> [Object point labels]:

┏━━

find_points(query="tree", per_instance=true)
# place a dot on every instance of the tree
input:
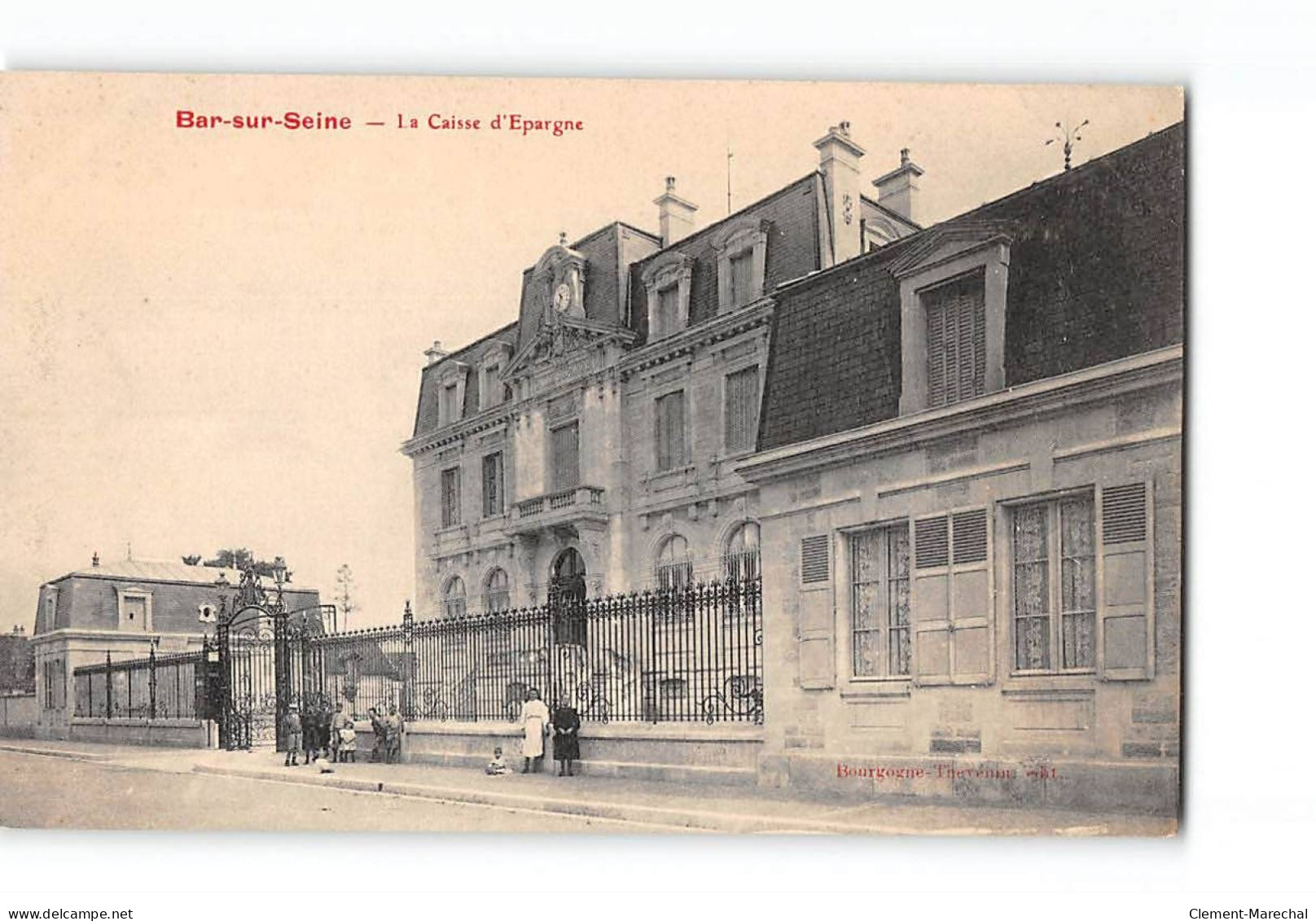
(346, 587)
(239, 558)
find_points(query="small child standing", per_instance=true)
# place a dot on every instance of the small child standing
(348, 743)
(292, 733)
(497, 766)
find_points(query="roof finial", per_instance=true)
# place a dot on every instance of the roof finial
(1070, 136)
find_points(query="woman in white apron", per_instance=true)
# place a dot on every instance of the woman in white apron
(534, 720)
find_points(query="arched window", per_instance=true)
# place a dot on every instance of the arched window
(674, 568)
(741, 558)
(498, 595)
(454, 598)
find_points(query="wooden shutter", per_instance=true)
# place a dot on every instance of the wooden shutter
(952, 599)
(1125, 619)
(818, 613)
(741, 408)
(931, 592)
(566, 457)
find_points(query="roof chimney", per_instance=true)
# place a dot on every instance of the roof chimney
(675, 215)
(839, 162)
(435, 354)
(897, 190)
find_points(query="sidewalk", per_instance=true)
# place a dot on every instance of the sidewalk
(658, 805)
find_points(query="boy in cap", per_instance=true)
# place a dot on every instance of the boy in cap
(292, 732)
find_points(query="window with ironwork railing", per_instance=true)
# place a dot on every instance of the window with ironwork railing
(565, 457)
(880, 602)
(674, 568)
(450, 493)
(741, 410)
(1055, 585)
(957, 352)
(498, 595)
(454, 598)
(670, 431)
(491, 485)
(741, 559)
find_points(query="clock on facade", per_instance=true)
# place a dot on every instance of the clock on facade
(562, 296)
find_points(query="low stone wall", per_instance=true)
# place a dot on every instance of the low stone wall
(688, 752)
(173, 733)
(19, 716)
(1134, 788)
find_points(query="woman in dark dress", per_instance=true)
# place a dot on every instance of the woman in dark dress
(566, 735)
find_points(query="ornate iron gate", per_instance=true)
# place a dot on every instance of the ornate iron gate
(249, 678)
(267, 664)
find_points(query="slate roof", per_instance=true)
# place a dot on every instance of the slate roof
(1096, 274)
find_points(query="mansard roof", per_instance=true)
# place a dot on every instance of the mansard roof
(1096, 267)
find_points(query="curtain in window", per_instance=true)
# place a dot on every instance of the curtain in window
(671, 431)
(565, 457)
(1032, 591)
(741, 410)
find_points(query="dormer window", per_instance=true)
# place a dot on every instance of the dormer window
(953, 318)
(741, 258)
(668, 286)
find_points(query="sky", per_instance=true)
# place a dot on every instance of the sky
(213, 337)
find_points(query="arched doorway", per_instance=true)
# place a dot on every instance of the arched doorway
(566, 598)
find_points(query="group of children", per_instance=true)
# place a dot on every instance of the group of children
(318, 737)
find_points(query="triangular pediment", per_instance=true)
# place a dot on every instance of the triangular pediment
(561, 337)
(946, 243)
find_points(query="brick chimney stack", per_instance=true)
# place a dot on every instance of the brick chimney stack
(897, 190)
(435, 354)
(675, 215)
(839, 162)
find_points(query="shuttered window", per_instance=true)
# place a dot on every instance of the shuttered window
(452, 496)
(454, 598)
(491, 485)
(743, 278)
(670, 434)
(952, 599)
(565, 455)
(668, 320)
(815, 564)
(880, 602)
(741, 417)
(1055, 585)
(452, 410)
(957, 340)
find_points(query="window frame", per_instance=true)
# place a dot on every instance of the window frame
(1055, 568)
(450, 506)
(976, 280)
(665, 273)
(747, 236)
(452, 599)
(487, 511)
(757, 366)
(884, 628)
(553, 458)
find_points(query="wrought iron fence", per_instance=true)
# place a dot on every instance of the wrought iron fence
(157, 687)
(690, 653)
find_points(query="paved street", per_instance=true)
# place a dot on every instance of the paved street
(34, 792)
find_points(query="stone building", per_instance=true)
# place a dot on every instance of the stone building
(123, 609)
(594, 441)
(976, 555)
(17, 667)
(953, 454)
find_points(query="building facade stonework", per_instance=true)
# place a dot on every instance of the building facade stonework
(950, 453)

┗━━

> [Work to complete]: Reproduce each line word for word and drop the pictures.

> [Answer in full]:
find_points(query="tree", per_instance=true)
# place a dot on every instance of the tree
input:
(346, 587)
(239, 558)
find_points(query="small child standing", per_instance=true)
# place a dot on every instance of the small child standing
(348, 743)
(292, 733)
(497, 766)
find_points(query="roof finial", per_instance=true)
# place a dot on every instance of the roof finial
(1070, 136)
find_points(query="woman in white apron", per_instance=true)
# place a dot on every instance of the woman in white apron
(534, 720)
find_points(query="arched window", per_instance=true)
# place a dot on every instance of the arched window
(674, 568)
(741, 558)
(498, 595)
(454, 598)
find_points(query="wooden shutter", per_instance=true)
# place a dot on every instance of the wooden shutter
(952, 599)
(1125, 619)
(818, 613)
(741, 408)
(931, 592)
(566, 457)
find_points(query="roof chimney", per_instance=true)
# place a dot on every instance of the roof chimney
(675, 215)
(839, 162)
(435, 354)
(897, 190)
find_points(query="sidewalk", per_instance=true)
# place a dot on every instance of the sidewalk
(658, 805)
find_points(query="boy in cap", per_instance=true)
# place a dot on every instance of the boy in cap
(292, 732)
find_points(query="window with ironwork railing", per_instance=true)
# place a dot on every instance of the window with ironwork railing
(565, 457)
(880, 602)
(674, 568)
(450, 493)
(741, 410)
(1055, 585)
(957, 352)
(498, 595)
(454, 598)
(670, 431)
(491, 485)
(741, 559)
find_points(query="clock on facade", per_instance=true)
# place a dot on every instance of the clock on facade
(562, 296)
find_points(query="low stone wall", per_instance=true)
# place a dot on every instance of the low stone wall
(688, 752)
(173, 733)
(19, 716)
(1134, 788)
find_points(query="woman in dark dress", per_instance=true)
# place a dot on every instance of the woman in dark dress
(566, 735)
find_points(query="ornate iron gate", per_instance=true)
# place a dot on every instance of the ornate iron gate
(249, 678)
(267, 664)
find_points(query="slate roof", per_instance=true)
# place a dot on every instance of the slate roof
(1096, 274)
find_points(query="mansard roof", per_instance=true)
# place a dot on every instance of the mansard roof
(1096, 267)
find_points(query="curtain in window", per_instance=true)
# place a dot on every instance of the curtain in window
(671, 431)
(565, 457)
(1032, 591)
(741, 410)
find_points(query="dormer window", per_instance=true)
# place a dot on every instance of the dormer window
(953, 318)
(741, 258)
(668, 286)
find_points(query="sky", per_instance=true)
# place a dot on every instance of the sky
(213, 337)
find_points(query="arched doorway", per_instance=true)
# place a dot on every instance of the arched doorway
(566, 598)
find_points(query="group of children", per_instance=true)
# place a dot on every instance of the group of children
(318, 737)
find_points(query="triangular pediment", per_instance=true)
# place a dot on every instance of the triangular pediment
(561, 337)
(946, 243)
find_points(query="brick chimney stack", per_instance=true)
# place a dot on every instance of the brick chimney stack
(897, 190)
(435, 354)
(675, 215)
(839, 162)
find_points(query="shuttered window", per_instance=true)
# place a dot on every instance of the shuttered window
(452, 496)
(454, 598)
(491, 485)
(743, 278)
(670, 434)
(952, 599)
(565, 455)
(668, 320)
(815, 564)
(880, 602)
(741, 417)
(1055, 585)
(452, 410)
(957, 340)
find_points(query="window frame", per_instance=true)
# place a dot on every instance of the window frame
(1055, 568)
(450, 506)
(976, 280)
(665, 273)
(747, 236)
(452, 599)
(487, 511)
(757, 366)
(884, 628)
(553, 458)
find_points(query="wrought iron fence", per_instance=true)
# place a dot on every instance of the wrought iron fence
(157, 687)
(690, 653)
find_points(query="paved street", per_instance=true)
# place a dot on every instance of the paved street
(34, 792)
find_points(query="stone building", per_instance=true)
# place a dot on every instance of the stone building
(123, 609)
(594, 441)
(976, 555)
(17, 667)
(953, 454)
find_points(query="building facade stonework", per_instance=true)
# place a dot on every instance of the building facade stonework
(950, 453)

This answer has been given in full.